* Text for analysis *
>>

Let’s not just get hysterical over anything that could change the current car monopoly.

How about stopping all the health campaigns to stop smoking, that is taking money away from the considerable medical resources and hospital beds that need to be paid for, by the more sensible and considerate taxpayers, to cope with the victims of smoking?

Are you working for, or a gullible dupe who buys the same cynical message pumped out by, the same cynical lobbyists working on behalf of the same ruthless damaging industries that create the mess that we all have to pay to try and clean up?

rubaiyat 6:04 pm 22 Jul 15

rommeldog56 said :

Anyone in Canberra who thinks that those $ would actually go to hospitals/health care here is dreaming – much of that $ (or an increase to the GST) will go to the loss making toy tran set network and be squandered on other unnecessary insfrastructure projects – not to Health, etc, where it should because this ACT Gov’ts fiscal proprities are all screwed up.

Car accidents ALONE are responsible for approximately 20% of hospital admissions.

A further 16% of hospital admissions are due to obesity as a result of driving everywhere and avoiding the daily exercise of using public transport.

You are claiming that trams, the healthy and safe transport option, will take money away from the victims of cars and freeways?

rommeldog56 11:19 pm 21 Jul 15

dungfungus said :

mcs said :

gooterz said :

Light rail works for flat places, we aren’t flat, Belconnen is a trek that light rail will never make.
We have bridges that arch. The flattest part of Canberra is the other side of the lake.

I’m not for the project in its current form, but suggesting light rail must have flat terrain is stretching the truth. Whilst of course the most efficient operation will be on flat terrain, it certainly can be utilised in places that have quite steep terrain.

Perfect example is Prague, in particular on the Castle side of the River, where the terrain is steep to say the least. If a system more then 100 years old can manage to get up hills that are every bit as steep as the climb to Belco, I’m sure it would hardly present a problem with a modern day system.

Mother Nature can stop a modern day tram system anywhere but especially in Prague:
http://www.china.org.cn/world/Off_the_Wire/2014-12/02/content_34211290.htm
I can hear the warmists already screaming “Climate Change”.
Same thing will happen regularly in Canberra.

What will stop the toy train set will be finances & the ability of the ACTs narrow revenue raising base to pay for it without substantial Federal Gov’t funding (like the Gold Coast project received).

A few days ago, it was in the press that the ACT Govt wrote to the bidding consortia advising that the infrastructure costs were now M$920+ (or there abouts). So, it’s gone from M$620 to M$780 to M$920+ and still the bids have not come in so the PPP has to factor in there profit, cost of mney, risk, etc. As predicted, this is looking like the cost blow outs in other Light Rail projects such as the Gold Coast.

<<

* Stored data *
>>

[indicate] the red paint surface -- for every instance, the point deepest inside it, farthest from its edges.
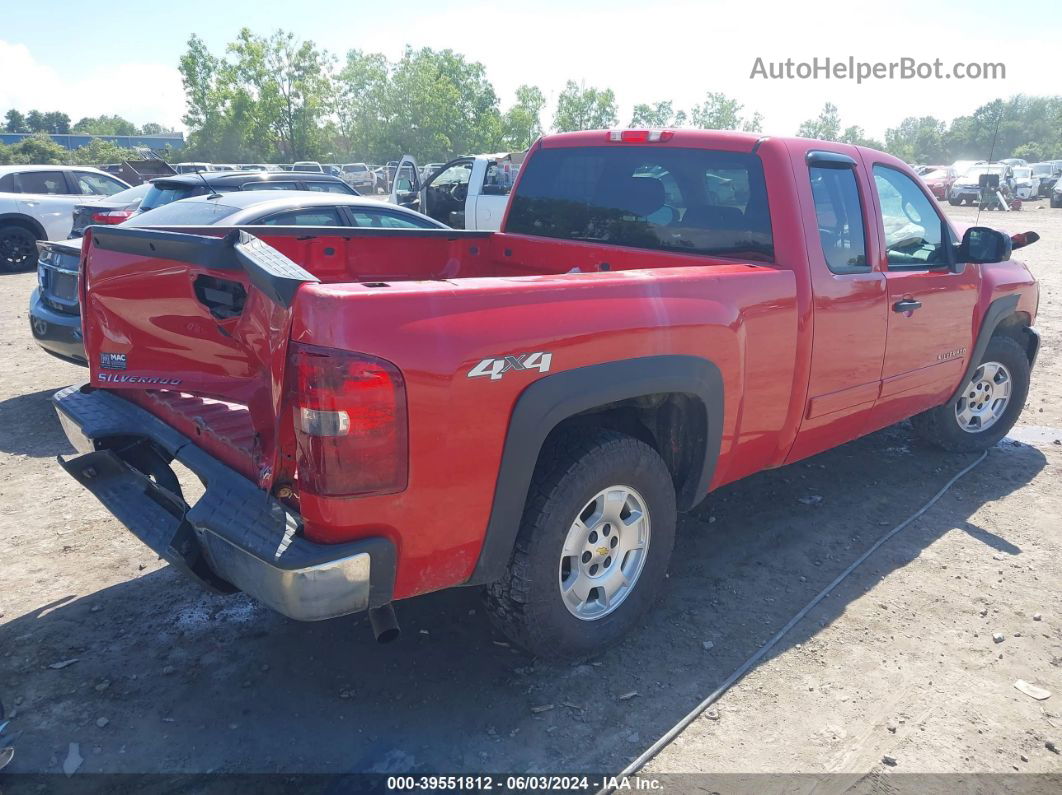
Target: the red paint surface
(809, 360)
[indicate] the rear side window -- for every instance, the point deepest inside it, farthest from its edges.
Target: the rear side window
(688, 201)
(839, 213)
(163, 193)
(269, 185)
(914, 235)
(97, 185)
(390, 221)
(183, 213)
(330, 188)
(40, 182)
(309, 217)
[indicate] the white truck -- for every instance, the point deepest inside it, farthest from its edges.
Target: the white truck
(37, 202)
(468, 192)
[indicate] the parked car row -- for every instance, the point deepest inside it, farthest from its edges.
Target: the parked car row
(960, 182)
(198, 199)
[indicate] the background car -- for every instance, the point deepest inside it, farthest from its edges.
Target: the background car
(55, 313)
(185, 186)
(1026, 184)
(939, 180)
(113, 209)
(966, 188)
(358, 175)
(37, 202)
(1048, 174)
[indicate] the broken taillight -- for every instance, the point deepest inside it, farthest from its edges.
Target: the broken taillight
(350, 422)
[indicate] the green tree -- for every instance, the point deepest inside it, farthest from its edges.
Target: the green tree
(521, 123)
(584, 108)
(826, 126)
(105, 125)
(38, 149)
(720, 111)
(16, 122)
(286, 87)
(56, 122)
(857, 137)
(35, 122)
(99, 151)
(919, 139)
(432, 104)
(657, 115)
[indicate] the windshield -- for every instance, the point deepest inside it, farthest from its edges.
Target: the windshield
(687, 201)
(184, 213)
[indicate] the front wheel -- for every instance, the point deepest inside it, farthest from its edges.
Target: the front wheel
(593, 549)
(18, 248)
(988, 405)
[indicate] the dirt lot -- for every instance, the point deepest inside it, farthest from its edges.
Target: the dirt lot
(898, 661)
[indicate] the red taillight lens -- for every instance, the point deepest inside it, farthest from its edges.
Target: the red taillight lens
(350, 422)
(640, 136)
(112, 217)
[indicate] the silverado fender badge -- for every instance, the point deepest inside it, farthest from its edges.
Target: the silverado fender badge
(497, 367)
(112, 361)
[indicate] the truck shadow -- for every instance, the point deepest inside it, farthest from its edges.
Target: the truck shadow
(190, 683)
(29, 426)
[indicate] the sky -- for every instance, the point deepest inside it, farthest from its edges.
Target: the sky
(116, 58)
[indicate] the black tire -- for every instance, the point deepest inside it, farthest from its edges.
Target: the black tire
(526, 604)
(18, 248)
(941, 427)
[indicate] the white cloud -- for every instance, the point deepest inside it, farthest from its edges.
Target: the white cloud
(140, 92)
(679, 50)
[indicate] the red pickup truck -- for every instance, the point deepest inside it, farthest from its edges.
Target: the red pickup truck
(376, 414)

<<

* Exercise requirements *
Pick up the forum discussion of Canberra's light rail after its last sentence and continue it in the same style. The data has no role in this exercise.

* Exercise answer *
And the Govt’s comment was something like “Well, they were only estimates you know……”.

Is it any wonder the ACT Gov’t supports an increase of 2% to the Medicare Levy. Anyone in Canberra who thinks that those $ would actually go to hospitals/health care here is dreaming – much of that $ (or an increase to the GST) will go to the loss making toy tran set network and be squandered on other unnecessary insfrastructure projects – not to Health, etc, where it should because this ACT Gov’ts fiscal proprities are all screwed up.

rubaiyat 8:24 pm 21 Jul 15

dungfungus said :

Same thing will happen regularly in Canberra.

I see your China/Czech report and up you:

http://www.informationin.com/2013/04/china-national-highway-110-traffic-jam.html

dungfungus 6:44 pm 21 Jul 15

mcs said :

gooterz said :

Light rail works for flat places, we aren’t flat, Belconnen is a trek that light rail will never make.
We have bridges that arch. The flattest part of Canberra is the other side of the lake.

I’m not for the project in its current form, but suggesting light rail must have flat terrain is stretching the truth. Whilst of course the most efficient operation will be on flat terrain, it certainly can be utilised in places that have quite steep terrain.

Perfect example is Prague, in particular on the Castle side of the River, where the terrain is steep to say the least. If a system more then 100 years old can manage to get up hills that are every bit as steep as the climb to Belco, I’m sure it would hardly present a problem with a modern day system.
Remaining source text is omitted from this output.